What you have to do:
Reproduce the passage from the CapsNet batch_dot issue below, starting at the words "#print(inputs_tiled.shape)" and ending after "elems=inputs_tiled)".

XifengGuo / CapsNet-Keras

A Keras implementation of CapsNet in NIPS2017 paper "Dynamic Routing Between Capsules". Now test error = 0.34%.
MIT License
2.47k stars 651 forks source link

Problem with batch_dot #98

Open jpviguerasguillen opened 5 years ago

jpviguerasguillen commented 5 years ago

I have updated the code for tensorflow 2.x with integrated Keras. It is supposed it should all work the same. I am running it in Google Colab. I have the following problem:

In CapsuleLayer, once the input x is expanded and tiled, it is multiplied with the weight matrix W. I have added some print(x.shape) and I get:

class CapsuleLayer(layers.Layer):
  # ...

def call(self, inputs, training=None):
  # inputs.shape=[None, input_num_capsule, input_dim_capsule]
  # inputs_expand.shape=[None, 1, input_num_capsule, input_dim_capsule]
  inputs_expand = K.expand_dims(inputs, 1)

  # Replicate num_capsule dimension to prepare being multiplied by W
  # inputs_tiled.shape=[None, num_capsule, input_num_capsule, 
  #                     input_dim_capsule]
  inputs_tiled = K.tile(inputs_expand, [1, self.num_capsule, 1, 1])
  print('This is x:', inputs_tiled.shape)

  print('This is W:', self.W.shape)

  #inputs_tiled = K.expand_dims(inputs_tiled, 4)
  #print('This is x expanded:')
  #print(inputs_tiled.shape)

  # Compute `inputs * W` by scanning inputs_tiled on dimension 0.
  # x.shape=[num_capsule, input_num_capsule, input_dim_capsule]
  # W.shape=[num_capsule, input_num_capsule, dim_capsule, input_dim_capsule]
  # Regard the first two dimensions as `batch` dimension,
  # then matmul: [input_dim_capsule] x [dim_capsule, input_dim_capsule]^T -> 
  #              [dim_capsule].
  # inputs_hat.shape = [None, num_capsule, input_num_capsule, dim_capsule]
  inputs_hat = K.map_fn(lambda x: K.batch_dot(x, self.W, [2, 3]), 
                        elems=inputs_tiled)

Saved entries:
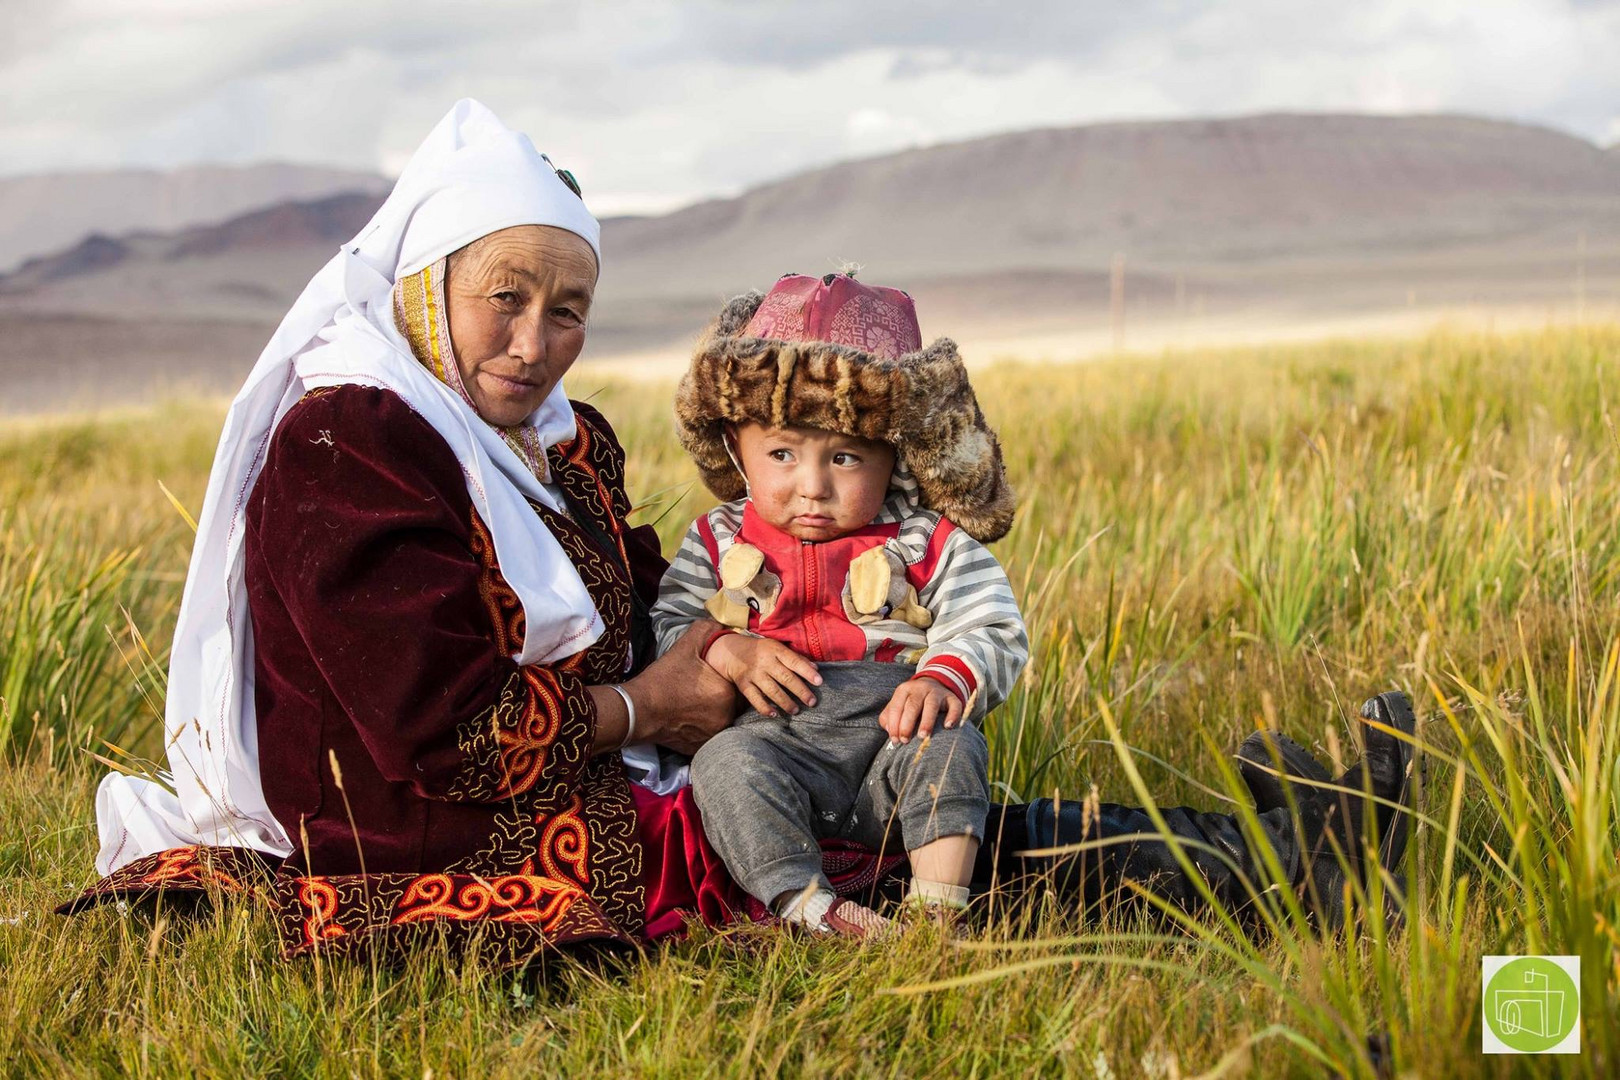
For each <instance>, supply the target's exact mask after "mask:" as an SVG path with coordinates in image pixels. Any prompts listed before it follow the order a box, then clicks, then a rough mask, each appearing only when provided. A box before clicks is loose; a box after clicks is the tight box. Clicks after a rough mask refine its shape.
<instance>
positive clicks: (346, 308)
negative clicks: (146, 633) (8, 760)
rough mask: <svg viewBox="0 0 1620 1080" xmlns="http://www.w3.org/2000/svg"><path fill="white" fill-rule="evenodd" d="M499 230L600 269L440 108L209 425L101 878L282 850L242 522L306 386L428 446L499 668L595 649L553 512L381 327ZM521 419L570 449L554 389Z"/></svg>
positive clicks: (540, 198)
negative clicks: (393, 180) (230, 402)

Solution to this task:
#print(inputs_tiled.shape)

  # Compute `inputs * W` by scanning inputs_tiled on dimension 0.
  # x.shape=[num_capsule, input_num_capsule, input_dim_capsule]
  # W.shape=[num_capsule, input_num_capsule, dim_capsule, input_dim_capsule]
  # Regard the first two dimensions as `batch` dimension,
  # then matmul: [input_dim_capsule] x [dim_capsule, input_dim_capsule]^T -> 
  #              [dim_capsule].
  # inputs_hat.shape = [None, num_capsule, input_num_capsule, dim_capsule]
  inputs_hat = K.map_fn(lambda x: K.batch_dot(x, self.W, [2, 3]), 
                        elems=inputs_tiled)